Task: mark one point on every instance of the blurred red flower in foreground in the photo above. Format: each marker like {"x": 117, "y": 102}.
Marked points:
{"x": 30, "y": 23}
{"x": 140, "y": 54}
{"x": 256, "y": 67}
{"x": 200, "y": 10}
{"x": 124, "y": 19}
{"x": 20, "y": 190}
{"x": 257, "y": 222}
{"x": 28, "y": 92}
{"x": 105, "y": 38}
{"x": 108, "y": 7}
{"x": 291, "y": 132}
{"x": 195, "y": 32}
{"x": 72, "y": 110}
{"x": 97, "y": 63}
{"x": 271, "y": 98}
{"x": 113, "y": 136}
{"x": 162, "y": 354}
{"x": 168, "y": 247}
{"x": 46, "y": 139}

- - -

DIRECTIONS: Convert every item above into a two-column CSV whose header row reads item_text,answer. Give one row per item, with the item's text and its answer each in a single double-quoted field and every line break replaced by a space.

SOLUTION BELOW:
item_text,answer
"Task: mark one point on every instance of the blurred red flower in foreground in the photo above. Format: each marker like {""x"": 117, ""y"": 102}. Marked points:","{""x"": 30, ""y"": 23} {""x"": 140, ""y"": 54} {""x"": 256, ""y"": 67} {""x"": 200, ""y"": 10} {""x"": 124, ""y"": 19} {""x"": 20, ""y"": 190} {""x"": 257, ""y"": 222} {""x"": 28, ""y"": 92} {""x"": 105, ""y"": 38} {""x"": 108, ""y"": 7} {""x"": 291, ""y"": 132} {""x"": 195, ""y"": 32} {""x"": 72, ""y"": 110} {""x"": 97, ""y"": 63} {""x"": 271, ""y"": 98} {""x"": 113, ""y"": 136} {""x"": 162, ""y"": 354} {""x"": 168, ""y"": 247} {""x"": 46, ""y"": 139}"